Each entry below is to be written out exactly, and the pictures are to be left out.

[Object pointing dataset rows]
+ + + + +

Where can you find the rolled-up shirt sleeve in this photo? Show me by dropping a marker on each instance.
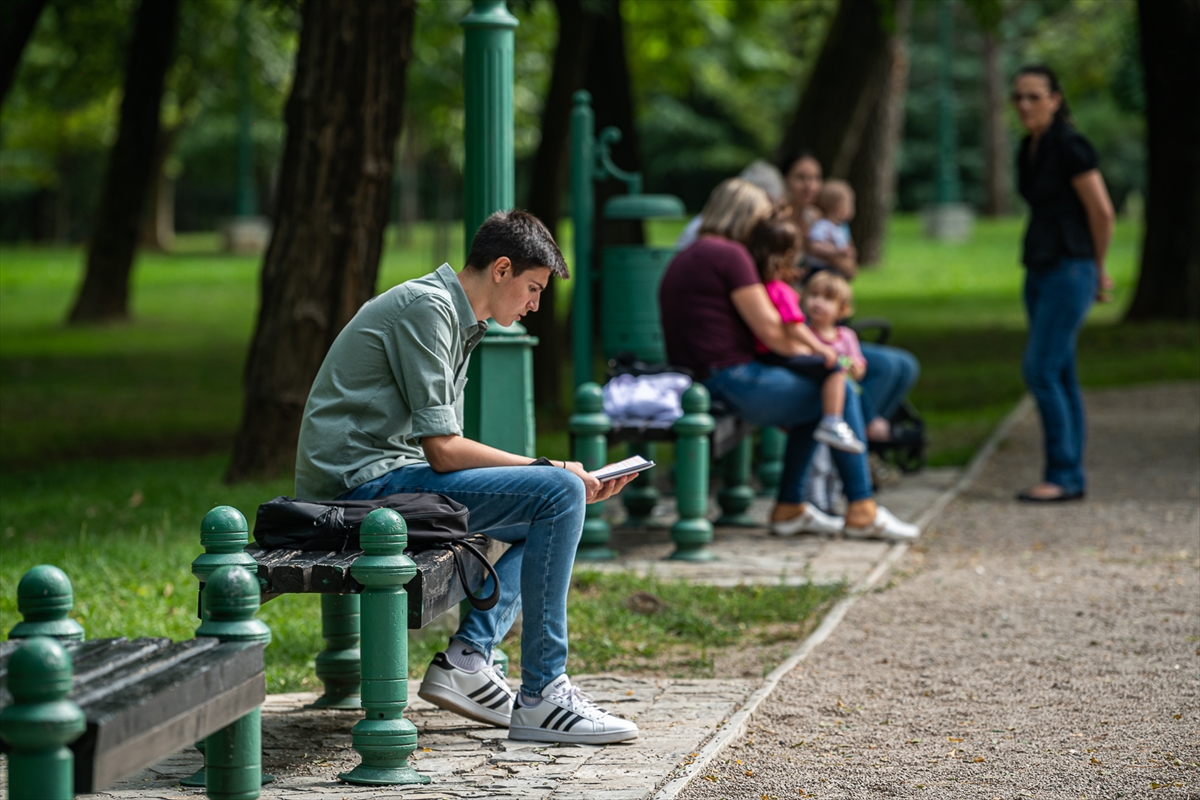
(421, 355)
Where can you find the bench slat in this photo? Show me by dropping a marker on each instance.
(203, 690)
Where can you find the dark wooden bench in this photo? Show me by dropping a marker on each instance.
(135, 702)
(363, 594)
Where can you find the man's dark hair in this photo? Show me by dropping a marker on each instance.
(520, 236)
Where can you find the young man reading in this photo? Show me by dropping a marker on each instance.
(384, 415)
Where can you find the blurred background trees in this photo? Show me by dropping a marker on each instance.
(700, 88)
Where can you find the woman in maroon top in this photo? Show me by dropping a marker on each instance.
(713, 305)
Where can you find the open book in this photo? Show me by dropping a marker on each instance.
(631, 464)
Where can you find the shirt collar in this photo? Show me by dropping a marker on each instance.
(467, 320)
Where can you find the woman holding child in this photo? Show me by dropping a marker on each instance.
(1071, 224)
(714, 307)
(893, 372)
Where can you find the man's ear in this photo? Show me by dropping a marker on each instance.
(501, 268)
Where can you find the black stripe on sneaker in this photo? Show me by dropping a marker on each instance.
(564, 719)
(553, 715)
(486, 693)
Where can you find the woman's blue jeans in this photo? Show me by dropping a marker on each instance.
(539, 511)
(891, 374)
(766, 395)
(1056, 301)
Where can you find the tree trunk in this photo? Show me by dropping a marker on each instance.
(1169, 286)
(343, 118)
(997, 160)
(575, 29)
(873, 172)
(847, 79)
(105, 294)
(159, 224)
(17, 22)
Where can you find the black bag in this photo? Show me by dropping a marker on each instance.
(433, 521)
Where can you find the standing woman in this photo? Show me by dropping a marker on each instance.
(1071, 224)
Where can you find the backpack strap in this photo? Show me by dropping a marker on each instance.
(469, 545)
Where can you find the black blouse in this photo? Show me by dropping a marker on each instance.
(1057, 221)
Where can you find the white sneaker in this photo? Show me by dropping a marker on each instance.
(810, 521)
(839, 437)
(569, 716)
(885, 525)
(481, 696)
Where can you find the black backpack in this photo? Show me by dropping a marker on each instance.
(433, 521)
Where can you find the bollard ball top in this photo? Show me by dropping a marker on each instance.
(43, 583)
(40, 672)
(589, 397)
(223, 519)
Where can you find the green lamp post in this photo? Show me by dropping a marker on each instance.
(499, 380)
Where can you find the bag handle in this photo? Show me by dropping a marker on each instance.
(478, 603)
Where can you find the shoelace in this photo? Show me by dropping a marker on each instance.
(579, 702)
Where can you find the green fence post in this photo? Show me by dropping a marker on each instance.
(693, 533)
(225, 536)
(583, 218)
(233, 756)
(384, 739)
(736, 495)
(339, 665)
(589, 427)
(41, 722)
(772, 444)
(45, 597)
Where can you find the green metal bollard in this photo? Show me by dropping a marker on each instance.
(233, 756)
(225, 536)
(642, 495)
(339, 665)
(737, 494)
(693, 533)
(384, 739)
(498, 405)
(45, 597)
(589, 426)
(772, 444)
(41, 722)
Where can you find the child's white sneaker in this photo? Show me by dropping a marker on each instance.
(567, 715)
(839, 435)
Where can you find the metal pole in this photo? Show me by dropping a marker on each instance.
(948, 188)
(487, 108)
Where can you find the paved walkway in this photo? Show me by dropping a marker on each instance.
(1019, 651)
(1014, 651)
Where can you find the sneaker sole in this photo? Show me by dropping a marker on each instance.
(451, 701)
(838, 444)
(557, 737)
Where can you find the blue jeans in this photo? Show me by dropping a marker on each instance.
(1056, 301)
(891, 374)
(766, 395)
(539, 511)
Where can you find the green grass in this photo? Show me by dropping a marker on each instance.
(113, 440)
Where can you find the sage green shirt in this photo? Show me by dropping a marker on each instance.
(394, 376)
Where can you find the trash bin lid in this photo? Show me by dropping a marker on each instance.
(643, 206)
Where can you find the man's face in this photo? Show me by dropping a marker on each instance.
(519, 294)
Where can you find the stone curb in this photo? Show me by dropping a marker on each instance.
(685, 773)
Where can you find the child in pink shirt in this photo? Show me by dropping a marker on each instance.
(773, 245)
(828, 299)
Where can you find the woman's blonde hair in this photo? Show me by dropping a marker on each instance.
(831, 286)
(733, 209)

+ + + + +

ANSWER TO THE PROBLEM
Where can you find the rolled-up shirt sleeve in this photo? Show me by dropping a marker on each instance.
(421, 355)
Where can you find the bench slat in this photo? Show me by dropping a marker on each instance.
(203, 690)
Where can you find the dark wooden bench in this photo? Show me by dropping a marker on each instance.
(135, 702)
(363, 594)
Where can you find the man's dark hair in this photo? Show me by dropping a marker on each instance.
(520, 236)
Where can you find the young man reading in this photo? Show me by dropping a marker on each instance.
(384, 415)
Where can you find the blurred background trees in this photo? Show me by dropping a marker on each instance.
(700, 88)
Where can you find the woman in maroon top in this photo? Show me by dropping a marker on each instance.
(713, 305)
Where can you find the open book in this photo? Show me by dropping a marker on each instance.
(631, 464)
Where can you find the shirt collar in this photo? Show me by dropping a marker on each instance.
(467, 320)
Where can you find the woman holding child in this photo? Show me by dropping a marker on each instance.
(1071, 224)
(714, 307)
(893, 372)
Where can you find the man's ear in this photo? Show me by dropping a marker on each instance.
(501, 268)
Where can you find the black stripe on sneaker in this photo? Show me by dropping a marker on each instance.
(564, 719)
(553, 715)
(486, 693)
Where can you find the woman's blue jeans in this photo? Show me by dropping a marker on each instance.
(539, 511)
(891, 374)
(766, 395)
(1056, 301)
Where can you find the tree trunk in this photo? Show me by dropping a marker on each instance.
(1169, 286)
(343, 118)
(997, 160)
(575, 29)
(873, 172)
(847, 79)
(105, 294)
(159, 224)
(17, 22)
Where can you find the black bag in this photo? Show me by dropping a marker on each instance.
(433, 521)
Where can you find the standing woman in this photo? Show me by dropping a marker on each instance.
(1071, 224)
Where can you find the backpack strap in this photo? Show me by dropping a marker on each instance.
(469, 545)
Where can you find the black blouse in this photo? Show me by dropping a marker on each instance.
(1057, 221)
Where can you find the white sneaker in this photo? Show me by dropping a marker on each instance.
(810, 521)
(839, 437)
(569, 716)
(885, 525)
(481, 696)
Where can you find the black backpack in this photo? Show me by dropping a marker on each instance.
(433, 521)
Where can you find the bollard ball top in this photo? Show me by dropping a marker on each instance.
(43, 583)
(40, 672)
(589, 397)
(223, 519)
Where can you find the green lamp post in this photo? Show me by dropping a marker on each instance.
(499, 380)
Where can you find the bag handle in this photo? Show me by dropping a marker on each instance.
(478, 603)
Where can you find the shoelace in this photo? Show me by dropping a marker on each instance.
(579, 702)
Where can you find the green fence post in this photo? Show me by dropping a marker on each instance.
(693, 533)
(225, 536)
(583, 218)
(233, 756)
(384, 739)
(736, 495)
(339, 665)
(589, 427)
(41, 722)
(772, 444)
(45, 597)
Where can you find the green metal bollard in this photo? Show me by dropping a marker on each instance.
(233, 756)
(225, 536)
(642, 495)
(339, 665)
(737, 494)
(693, 533)
(384, 739)
(498, 405)
(45, 597)
(589, 426)
(772, 444)
(41, 722)
Where can you find the child's white sneaker in this photo? Show me by dropping a marker on each instance.
(567, 715)
(839, 435)
Where can you find the metal pole in this photo? Show me by dropping a marker on each instance.
(948, 188)
(487, 108)
Where can you find the paved walkway in this photo? Show me by dropping a marker on each instance.
(1019, 651)
(1014, 651)
Where can you find the sneaker sole in this photo? Show me by dropping a marker on each instance.
(451, 701)
(838, 444)
(557, 737)
Where can you find the blue jeans in this photo? Show me by dropping a marker on each instance.
(1056, 301)
(891, 374)
(766, 395)
(539, 511)
Where can you find the green grass in this photo? Show me by dropping a marker on each instance.
(113, 440)
Where can you find the sage green shirt in this photo? Show me by dropping a marker on each instance.
(394, 376)
Where can you find the trash bin lid in this photo? Show me by dropping a marker on each instance.
(643, 206)
Where can you find the man's face in this photo? Show me by dropping a marker on each instance.
(519, 294)
Where can you find the stone curb in this photo? Show me by dropping a marker on each instance.
(685, 773)
Where can you find the child in pink shirt in this photo? Show me by dropping a marker on each instance.
(773, 245)
(828, 299)
Where can you find the woman's blonde hair in this photo? Show me by dropping a marker on each instance.
(831, 286)
(733, 209)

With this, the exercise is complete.